▸ INSTRUCTION:
Report each line below that contains the string "semi", copying every such line in full.

▸ MATERIAL FOR THE TASK:

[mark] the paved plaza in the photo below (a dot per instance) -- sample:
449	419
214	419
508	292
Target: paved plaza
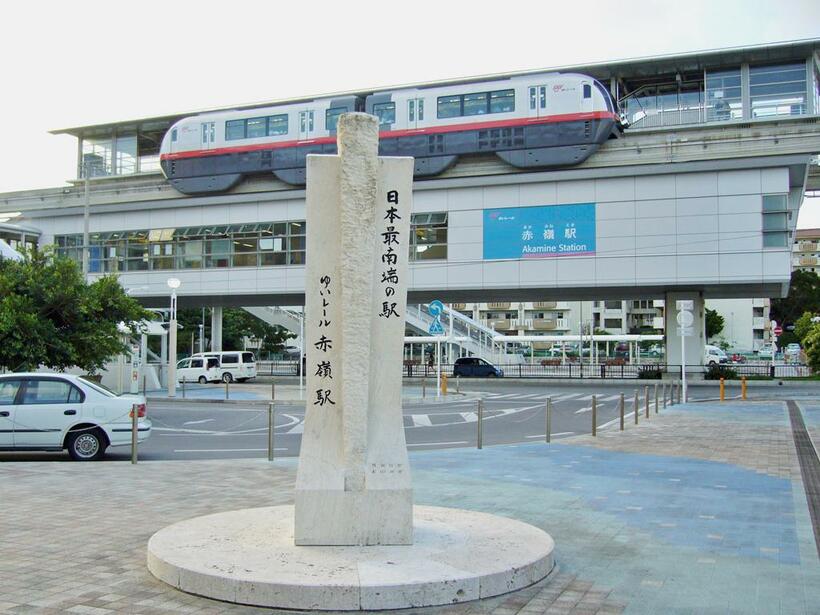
700	509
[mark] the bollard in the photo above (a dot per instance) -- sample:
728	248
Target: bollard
549	419
594	415
134	432
270	430
480	435
646	401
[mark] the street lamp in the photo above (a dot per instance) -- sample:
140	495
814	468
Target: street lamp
173	284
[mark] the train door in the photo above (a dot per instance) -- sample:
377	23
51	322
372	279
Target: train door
306	125
586	96
415	112
208	134
538	101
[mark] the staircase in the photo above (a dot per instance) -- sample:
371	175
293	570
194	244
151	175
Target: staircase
476	339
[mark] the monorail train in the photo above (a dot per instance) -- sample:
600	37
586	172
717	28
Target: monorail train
535	121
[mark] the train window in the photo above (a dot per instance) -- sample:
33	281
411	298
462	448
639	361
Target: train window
449	106
332	117
502	101
256	127
475	104
234	129
386	112
278	124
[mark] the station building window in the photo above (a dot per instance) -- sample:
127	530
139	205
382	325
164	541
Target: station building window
778	90
775	221
428	237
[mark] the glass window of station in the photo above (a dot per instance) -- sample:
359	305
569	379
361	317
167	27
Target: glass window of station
263	244
722	94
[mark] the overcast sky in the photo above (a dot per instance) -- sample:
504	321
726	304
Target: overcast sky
68	64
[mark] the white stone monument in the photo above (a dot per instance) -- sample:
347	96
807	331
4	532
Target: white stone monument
353	483
353	541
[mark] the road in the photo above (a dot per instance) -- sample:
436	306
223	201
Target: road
513	412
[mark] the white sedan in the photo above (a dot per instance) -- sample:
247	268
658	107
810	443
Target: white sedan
60	411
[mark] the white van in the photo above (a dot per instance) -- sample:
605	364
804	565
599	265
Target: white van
233	364
199	369
712	355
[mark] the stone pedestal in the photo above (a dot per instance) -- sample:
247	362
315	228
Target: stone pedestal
353	483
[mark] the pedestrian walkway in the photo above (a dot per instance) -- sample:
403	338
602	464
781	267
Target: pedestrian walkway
700	509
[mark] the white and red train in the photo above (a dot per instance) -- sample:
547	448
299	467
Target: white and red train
534	121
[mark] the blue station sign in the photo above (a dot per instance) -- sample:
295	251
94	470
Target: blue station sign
539	232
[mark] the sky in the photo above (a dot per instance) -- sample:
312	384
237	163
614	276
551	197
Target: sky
65	64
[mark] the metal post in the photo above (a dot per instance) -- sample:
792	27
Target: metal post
270	430
549	419
646	401
480	437
594	415
134	431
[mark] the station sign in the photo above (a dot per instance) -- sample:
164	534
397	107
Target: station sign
539	232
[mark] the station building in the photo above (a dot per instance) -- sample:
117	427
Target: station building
697	200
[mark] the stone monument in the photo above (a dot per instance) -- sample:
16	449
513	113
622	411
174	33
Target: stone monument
353	540
353	483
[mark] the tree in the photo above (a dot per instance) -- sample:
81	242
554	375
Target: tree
714	323
49	316
804	296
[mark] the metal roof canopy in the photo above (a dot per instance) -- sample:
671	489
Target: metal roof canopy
629	68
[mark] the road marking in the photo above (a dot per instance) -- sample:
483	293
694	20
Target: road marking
436	443
224	450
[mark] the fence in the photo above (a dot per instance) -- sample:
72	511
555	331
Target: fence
574	370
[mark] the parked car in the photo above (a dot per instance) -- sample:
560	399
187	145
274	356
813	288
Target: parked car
712	355
233	364
61	411
199	369
475	367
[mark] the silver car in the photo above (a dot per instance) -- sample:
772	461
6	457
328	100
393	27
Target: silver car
60	411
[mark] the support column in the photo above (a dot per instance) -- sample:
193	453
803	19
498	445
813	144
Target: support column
216	329
694	343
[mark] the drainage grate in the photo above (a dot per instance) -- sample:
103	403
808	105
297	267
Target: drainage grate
809	467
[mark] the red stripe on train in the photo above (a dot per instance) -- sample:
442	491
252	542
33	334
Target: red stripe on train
392	134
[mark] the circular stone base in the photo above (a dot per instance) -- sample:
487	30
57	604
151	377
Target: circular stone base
248	557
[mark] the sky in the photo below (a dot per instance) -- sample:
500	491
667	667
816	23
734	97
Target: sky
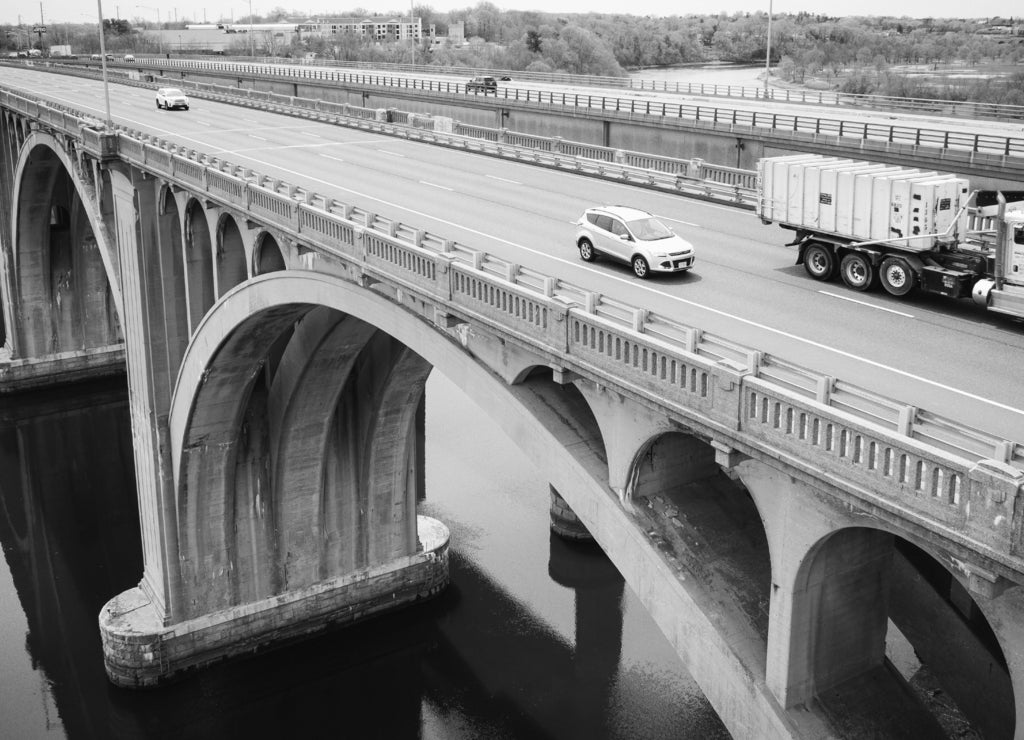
77	11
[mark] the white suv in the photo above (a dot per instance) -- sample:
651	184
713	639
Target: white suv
634	236
168	97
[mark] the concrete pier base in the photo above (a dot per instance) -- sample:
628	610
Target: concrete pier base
139	651
564	522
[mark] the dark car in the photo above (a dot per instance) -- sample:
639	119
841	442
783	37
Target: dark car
482	84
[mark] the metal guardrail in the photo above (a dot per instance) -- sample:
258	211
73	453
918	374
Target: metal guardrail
786	125
956	109
691	177
920	464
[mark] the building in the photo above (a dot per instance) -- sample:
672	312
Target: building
373	29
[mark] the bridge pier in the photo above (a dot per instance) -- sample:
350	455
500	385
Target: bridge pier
139	651
829	589
283	501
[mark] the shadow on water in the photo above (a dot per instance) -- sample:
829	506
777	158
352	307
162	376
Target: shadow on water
475	662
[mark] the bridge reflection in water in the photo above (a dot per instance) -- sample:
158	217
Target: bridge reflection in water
536	638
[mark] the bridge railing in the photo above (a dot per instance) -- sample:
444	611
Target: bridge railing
782	124
939	472
814	97
779	124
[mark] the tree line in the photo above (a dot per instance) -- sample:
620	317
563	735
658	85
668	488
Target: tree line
854	54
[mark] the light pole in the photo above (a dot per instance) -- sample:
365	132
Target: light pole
768	49
102	62
160	36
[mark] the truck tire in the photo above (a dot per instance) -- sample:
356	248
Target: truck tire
819	261
897	276
856	271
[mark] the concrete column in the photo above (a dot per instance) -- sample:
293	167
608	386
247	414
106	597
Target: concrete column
829	588
148	384
626	429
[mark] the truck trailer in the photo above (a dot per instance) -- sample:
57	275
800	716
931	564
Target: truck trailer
904	228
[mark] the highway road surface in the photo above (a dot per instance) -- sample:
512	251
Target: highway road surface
950	357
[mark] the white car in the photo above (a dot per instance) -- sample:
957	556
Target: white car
168	97
634	236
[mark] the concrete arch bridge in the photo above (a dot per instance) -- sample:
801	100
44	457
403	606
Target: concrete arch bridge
276	347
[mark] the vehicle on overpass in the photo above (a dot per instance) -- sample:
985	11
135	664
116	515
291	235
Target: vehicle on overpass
482	84
903	228
171	97
633	236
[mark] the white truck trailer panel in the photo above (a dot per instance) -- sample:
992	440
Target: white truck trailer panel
860	201
937	207
1014	256
846	194
857	221
773	197
816	177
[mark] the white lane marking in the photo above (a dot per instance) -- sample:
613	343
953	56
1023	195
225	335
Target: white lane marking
633	284
676	220
865	303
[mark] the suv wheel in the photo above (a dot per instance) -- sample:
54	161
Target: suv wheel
586	251
640	267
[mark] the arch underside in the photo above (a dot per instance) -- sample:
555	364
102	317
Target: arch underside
65	298
301	459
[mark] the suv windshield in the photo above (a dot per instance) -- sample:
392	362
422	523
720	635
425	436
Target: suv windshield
649	229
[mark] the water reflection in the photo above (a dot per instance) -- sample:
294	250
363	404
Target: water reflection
536	638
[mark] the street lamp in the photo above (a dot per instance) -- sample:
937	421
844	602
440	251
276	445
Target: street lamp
768	50
102	62
160	36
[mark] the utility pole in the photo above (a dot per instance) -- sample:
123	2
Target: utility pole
41	29
768	50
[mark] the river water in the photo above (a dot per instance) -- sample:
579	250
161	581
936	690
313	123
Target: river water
535	638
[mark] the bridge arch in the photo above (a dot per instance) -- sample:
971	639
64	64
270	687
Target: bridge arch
858	583
275	410
267	255
199	261
66	265
230	255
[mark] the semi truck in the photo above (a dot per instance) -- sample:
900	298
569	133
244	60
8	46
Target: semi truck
905	229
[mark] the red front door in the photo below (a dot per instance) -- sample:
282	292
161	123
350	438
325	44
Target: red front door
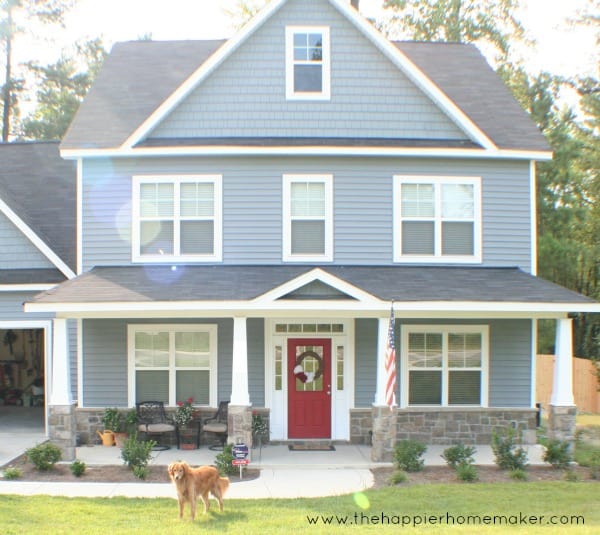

▸ TASK RESPONSE:
[mark] the semi truck in the photo above (a dot per instance) -- sample:
Target: semi truck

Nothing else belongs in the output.